(Named object pointing entries)
⁂

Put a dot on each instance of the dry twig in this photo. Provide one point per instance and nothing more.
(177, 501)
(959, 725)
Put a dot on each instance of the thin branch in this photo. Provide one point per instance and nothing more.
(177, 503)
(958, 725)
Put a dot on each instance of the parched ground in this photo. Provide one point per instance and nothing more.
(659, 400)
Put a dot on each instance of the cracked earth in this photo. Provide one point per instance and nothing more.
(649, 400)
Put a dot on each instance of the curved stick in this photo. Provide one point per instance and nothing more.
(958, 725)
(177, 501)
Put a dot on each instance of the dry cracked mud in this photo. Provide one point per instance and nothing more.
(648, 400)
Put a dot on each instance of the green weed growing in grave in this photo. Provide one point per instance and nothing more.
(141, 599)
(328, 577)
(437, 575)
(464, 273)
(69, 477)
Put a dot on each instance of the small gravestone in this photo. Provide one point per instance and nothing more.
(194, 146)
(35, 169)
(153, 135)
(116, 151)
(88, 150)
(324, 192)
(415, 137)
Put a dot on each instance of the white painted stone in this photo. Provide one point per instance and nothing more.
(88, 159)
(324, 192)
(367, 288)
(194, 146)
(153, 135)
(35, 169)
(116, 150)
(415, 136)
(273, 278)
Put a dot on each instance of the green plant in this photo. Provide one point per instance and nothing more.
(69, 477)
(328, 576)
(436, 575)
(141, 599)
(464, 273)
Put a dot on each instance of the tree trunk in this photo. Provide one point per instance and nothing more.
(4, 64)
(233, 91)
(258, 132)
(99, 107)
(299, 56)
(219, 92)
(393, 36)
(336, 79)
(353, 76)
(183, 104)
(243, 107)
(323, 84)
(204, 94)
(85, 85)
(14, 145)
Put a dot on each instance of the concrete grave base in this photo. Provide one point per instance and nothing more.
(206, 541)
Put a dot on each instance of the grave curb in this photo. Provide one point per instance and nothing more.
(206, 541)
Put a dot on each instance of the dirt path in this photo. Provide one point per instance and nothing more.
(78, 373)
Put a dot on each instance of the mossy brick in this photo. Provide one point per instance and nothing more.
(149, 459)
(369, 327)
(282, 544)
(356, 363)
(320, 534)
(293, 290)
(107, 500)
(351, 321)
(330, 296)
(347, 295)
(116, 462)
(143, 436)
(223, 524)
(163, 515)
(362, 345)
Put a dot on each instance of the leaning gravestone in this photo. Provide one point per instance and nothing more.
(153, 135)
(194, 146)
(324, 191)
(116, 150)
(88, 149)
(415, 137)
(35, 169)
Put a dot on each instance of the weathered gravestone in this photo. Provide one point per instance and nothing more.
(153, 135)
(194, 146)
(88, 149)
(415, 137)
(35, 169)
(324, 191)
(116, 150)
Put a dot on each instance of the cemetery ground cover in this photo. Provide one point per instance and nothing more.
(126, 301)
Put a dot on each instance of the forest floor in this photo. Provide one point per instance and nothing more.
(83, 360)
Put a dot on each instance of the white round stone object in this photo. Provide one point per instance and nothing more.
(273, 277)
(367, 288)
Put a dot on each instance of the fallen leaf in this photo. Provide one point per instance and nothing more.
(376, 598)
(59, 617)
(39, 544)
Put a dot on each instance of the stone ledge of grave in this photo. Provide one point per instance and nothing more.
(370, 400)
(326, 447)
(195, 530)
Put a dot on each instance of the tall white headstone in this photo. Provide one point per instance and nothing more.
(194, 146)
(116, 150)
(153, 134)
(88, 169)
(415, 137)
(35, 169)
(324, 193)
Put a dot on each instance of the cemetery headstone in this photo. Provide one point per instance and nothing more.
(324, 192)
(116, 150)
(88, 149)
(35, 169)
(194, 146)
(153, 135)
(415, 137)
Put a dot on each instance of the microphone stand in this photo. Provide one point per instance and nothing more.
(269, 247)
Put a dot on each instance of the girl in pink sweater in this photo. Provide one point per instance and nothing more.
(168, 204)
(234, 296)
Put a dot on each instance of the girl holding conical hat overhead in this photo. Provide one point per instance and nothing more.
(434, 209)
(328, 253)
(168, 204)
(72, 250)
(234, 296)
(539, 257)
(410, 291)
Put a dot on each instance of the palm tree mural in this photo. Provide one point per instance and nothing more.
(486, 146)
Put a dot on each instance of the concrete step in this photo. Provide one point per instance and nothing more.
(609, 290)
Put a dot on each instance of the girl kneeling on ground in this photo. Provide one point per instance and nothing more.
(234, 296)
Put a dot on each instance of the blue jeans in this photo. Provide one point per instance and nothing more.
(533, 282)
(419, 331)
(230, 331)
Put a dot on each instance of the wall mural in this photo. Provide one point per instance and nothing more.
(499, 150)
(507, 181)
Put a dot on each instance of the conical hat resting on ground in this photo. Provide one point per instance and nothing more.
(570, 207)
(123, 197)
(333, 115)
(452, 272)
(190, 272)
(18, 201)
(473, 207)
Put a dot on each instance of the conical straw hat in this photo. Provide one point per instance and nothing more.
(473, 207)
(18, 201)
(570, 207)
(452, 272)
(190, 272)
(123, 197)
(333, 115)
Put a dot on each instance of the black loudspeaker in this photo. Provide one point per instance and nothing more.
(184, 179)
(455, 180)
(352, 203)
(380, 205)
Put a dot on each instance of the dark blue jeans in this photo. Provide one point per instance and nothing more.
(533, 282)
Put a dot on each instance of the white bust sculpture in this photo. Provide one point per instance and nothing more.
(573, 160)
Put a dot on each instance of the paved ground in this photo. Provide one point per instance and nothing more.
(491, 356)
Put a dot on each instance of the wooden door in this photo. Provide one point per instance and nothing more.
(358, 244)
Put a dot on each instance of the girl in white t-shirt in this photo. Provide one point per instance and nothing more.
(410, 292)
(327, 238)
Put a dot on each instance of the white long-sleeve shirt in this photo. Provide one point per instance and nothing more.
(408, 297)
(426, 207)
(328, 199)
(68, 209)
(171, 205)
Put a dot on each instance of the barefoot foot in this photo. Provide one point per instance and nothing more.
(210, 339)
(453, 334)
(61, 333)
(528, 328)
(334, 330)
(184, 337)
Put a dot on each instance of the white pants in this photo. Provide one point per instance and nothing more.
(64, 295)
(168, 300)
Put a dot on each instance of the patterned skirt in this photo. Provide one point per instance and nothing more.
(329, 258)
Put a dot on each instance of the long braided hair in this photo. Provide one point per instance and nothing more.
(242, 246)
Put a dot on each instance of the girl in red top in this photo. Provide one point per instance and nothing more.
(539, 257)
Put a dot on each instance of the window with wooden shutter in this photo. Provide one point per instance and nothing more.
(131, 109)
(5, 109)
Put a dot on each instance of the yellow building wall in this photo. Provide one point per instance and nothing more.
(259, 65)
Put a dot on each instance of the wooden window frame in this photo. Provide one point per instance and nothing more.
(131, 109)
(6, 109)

⁂

[Goal] Return the listing above in its exact form.

[Complete output]
Put a dot on each instance of the dry twig in this photo. Provide one point per instance and nothing more.
(177, 501)
(959, 725)
Put a dot on each instance of the thin branch in this photo. Provide one point per instance and nothing more.
(177, 503)
(958, 725)
Put a dot on each instance of the parched ground in this photo. Provide one point per instance and nothing more.
(659, 400)
Put a dot on each instance of the cracked earth in this photo. Provide one point per instance and nothing more.
(649, 400)
Put a dot on each instance of the curved stick in this photo. Provide one point per instance and nothing more.
(958, 725)
(177, 501)
Put a dot on each instance of the dry cracked mud in this photo. Provide one point per instance and nothing more.
(648, 400)
Put a dot on each instance of the green weed growing in grave in this photo. Provide one point per instance and nothing more.
(141, 599)
(328, 577)
(437, 575)
(464, 273)
(69, 477)
Put a dot on each instance of the small gravestone in this photo. Provide one point per instance and nothing more.
(194, 146)
(35, 169)
(153, 135)
(116, 151)
(88, 150)
(324, 192)
(415, 137)
Put a dot on each instance of the white painted stone in this photo. Provide one point per instance and nothing more.
(88, 159)
(324, 192)
(367, 288)
(194, 146)
(153, 135)
(35, 169)
(116, 150)
(415, 136)
(273, 278)
Put a dot on each instance of the green plant in this photo. Provide one point per instance and nothing more.
(69, 477)
(328, 576)
(436, 575)
(141, 599)
(464, 273)
Put a dot on each instance of the tree trunk in this photo. Provide one point per instance and nothing more.
(4, 64)
(233, 91)
(258, 132)
(99, 107)
(299, 56)
(219, 92)
(393, 36)
(336, 79)
(353, 76)
(183, 104)
(243, 107)
(323, 84)
(204, 94)
(85, 85)
(14, 145)
Put a dot on each instance of the concrete grave base in this photo. Provide one point per instance and nothing more.
(206, 541)
Put a dot on each instance of the grave curb in this photo. Provide one point per instance and nothing more.
(206, 541)
Put a dot on each instance of the dirt path in this photo. Provide one point per instance and nothing more.
(78, 373)
Put a dot on each instance of the mossy brick in this photo. Provide one point per instance and nothing more.
(149, 459)
(369, 327)
(282, 544)
(356, 363)
(320, 534)
(293, 290)
(107, 500)
(351, 321)
(330, 296)
(347, 295)
(116, 462)
(143, 436)
(223, 524)
(163, 515)
(362, 345)
Put a dot on each instance of the leaning gravestone in this photo. Provide one point per instance and nothing more.
(153, 135)
(194, 146)
(324, 191)
(116, 150)
(88, 149)
(415, 137)
(35, 169)
Put a dot on each instance of the weathered gravestone in this photo. Provide one point per instance and nothing more.
(153, 135)
(194, 146)
(88, 149)
(415, 137)
(35, 169)
(324, 191)
(116, 150)
Put a dot on each instance of the cemetery ground cover in this photo. Provide one point per instance and nothing more.
(126, 301)
Put a dot on each instance of the forest floor in this photo. Provide one point per instance and nothing more.
(83, 360)
Put a dot on each instance of the white round stone object in this photo. Provide one point per instance and nothing more.
(273, 277)
(367, 288)
Put a dot on each instance of the fallen leaf in this photo. Provide one point per instance and nothing more.
(376, 598)
(59, 617)
(39, 544)
Put a dot on each instance of the stone ledge of grave in this photo. Provide one point per instance and nothing more.
(370, 400)
(326, 447)
(195, 530)
Put a dot on each instance of the tall white headstone in this photo. Provide one point per instance and nothing more.
(194, 146)
(116, 150)
(153, 134)
(88, 169)
(415, 137)
(35, 169)
(324, 193)
Put a dot on each instance of the cemetery headstone in this photo. Provide one point per instance and nothing more.
(324, 192)
(116, 150)
(88, 149)
(35, 169)
(194, 146)
(153, 135)
(415, 137)
Put a dot on each instance of the microphone stand in this photo. Provide one point per instance and nothing more.
(269, 247)
Put a dot on each instance of the girl in pink sweater in this photo. Provide one point per instance and nothing more.
(168, 204)
(234, 296)
Put a dot on each instance of the girl holding conical hat overhead in this photo. Provide one point per instance and nothing more.
(434, 209)
(328, 253)
(168, 204)
(72, 250)
(234, 296)
(539, 257)
(410, 291)
Put a dot on each instance of the palm tree mural in this photo. Provide one point per instance and nothing more.
(486, 146)
Put a dot on each instance of the concrete step in this photo. Provide one point per instance and nothing more.
(609, 290)
Put a dot on each instance of the girl kneeling on ground in this photo. Provide one point per instance and nothing more.
(234, 296)
Put a dot on each instance of the blue jeans in this photo. Provide one point per instance and nothing more.
(533, 282)
(419, 331)
(230, 331)
Put a dot on each instance of the wall mural in this photo. Provide one point per instance and nothing more.
(499, 150)
(507, 181)
Put a dot on each instance of the conical hat resting on ground in this photo. Provide one point per instance and nothing more.
(570, 207)
(123, 197)
(333, 115)
(452, 272)
(190, 272)
(18, 201)
(473, 207)
Put a dot on each instance of the conical straw hat in this photo. Provide one point per instance and nothing more.
(473, 207)
(18, 201)
(570, 207)
(452, 272)
(190, 272)
(123, 197)
(333, 115)
Put a dot on each instance of the black loudspeaker in this photo. Provide one point per instance and nothing more.
(184, 179)
(455, 180)
(352, 203)
(380, 205)
Put a dot on each instance of the dark blue jeans in this photo. Provide one point per instance and nothing more.
(533, 282)
Put a dot on each instance of the white bust sculpture in this photo. Provide one point per instance and nothing more.
(573, 160)
Put a dot on each instance of the paved ground in this photo. Provide one point per instance and nothing more.
(491, 356)
Put a dot on each instance of the wooden door in this photo. Provide one point per instance and nothing more.
(358, 244)
Put a dot on each instance of the girl in white t-shirt in this photo. Provide one point per instance and nothing more.
(410, 292)
(327, 238)
Put a dot on each instance of the white long-sleeve shirt in this photo. Provide one point per instance and nothing more.
(408, 297)
(426, 207)
(328, 199)
(68, 209)
(171, 205)
Put a dot on each instance of the barefoot foot in this photo. Provide one point per instance and nothing more.
(210, 339)
(453, 334)
(61, 333)
(528, 328)
(334, 330)
(184, 337)
Put a dot on each instance of the white pants in this photo. Provide one point per instance and nothing more.
(64, 295)
(168, 300)
Put a dot on each instance of the patterned skirt in this photo. Provide one point per instance and nothing more.
(329, 258)
Put a dot on each instance of the long braided hair in this photo. Provide one point per instance and nothing more.
(242, 246)
Put a dot on each instance of the girl in red top in this photo. Provide one point per instance and nothing more.
(539, 257)
Put a dot on each instance of the window with wooden shutter in this photo. Provide one point per instance and nothing more.
(131, 109)
(5, 109)
Put a dot on each instance of the yellow building wall in this photo. Provide one point per instance and nothing more.
(259, 65)
Put a dot on each instance of the wooden window frame in this photo. Provide one point per instance and nothing more.
(131, 109)
(6, 109)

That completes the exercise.